- **INPUT MATERIAL**
+---+

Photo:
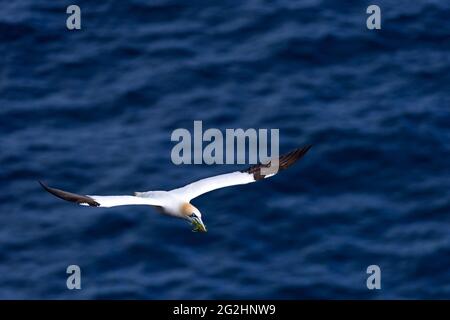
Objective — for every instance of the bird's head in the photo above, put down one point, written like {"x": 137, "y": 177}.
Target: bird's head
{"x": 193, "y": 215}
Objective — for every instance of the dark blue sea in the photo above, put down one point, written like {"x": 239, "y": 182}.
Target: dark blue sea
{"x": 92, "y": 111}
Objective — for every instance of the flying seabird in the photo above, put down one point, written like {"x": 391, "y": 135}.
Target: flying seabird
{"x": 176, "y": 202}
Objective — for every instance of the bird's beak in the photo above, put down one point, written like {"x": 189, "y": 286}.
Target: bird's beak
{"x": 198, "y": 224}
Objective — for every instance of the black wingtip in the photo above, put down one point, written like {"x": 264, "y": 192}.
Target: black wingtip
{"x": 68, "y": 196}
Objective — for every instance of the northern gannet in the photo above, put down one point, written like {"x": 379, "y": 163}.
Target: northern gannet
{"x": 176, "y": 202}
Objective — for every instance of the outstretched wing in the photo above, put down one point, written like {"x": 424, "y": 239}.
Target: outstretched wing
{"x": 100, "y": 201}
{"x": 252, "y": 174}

+---+

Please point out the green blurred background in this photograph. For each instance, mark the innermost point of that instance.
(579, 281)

+---+

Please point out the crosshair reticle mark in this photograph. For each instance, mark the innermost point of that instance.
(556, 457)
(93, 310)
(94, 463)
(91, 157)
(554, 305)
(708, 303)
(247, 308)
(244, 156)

+---+

- **PROBLEM TO WORK ON**
Identify each line in the items above that contains the word "flying", and copy every such line.

- **FINAL ANSWER**
Objective — for every instance of the flying seabird in the photo above, put down one point, written like {"x": 391, "y": 135}.
Target: flying seabird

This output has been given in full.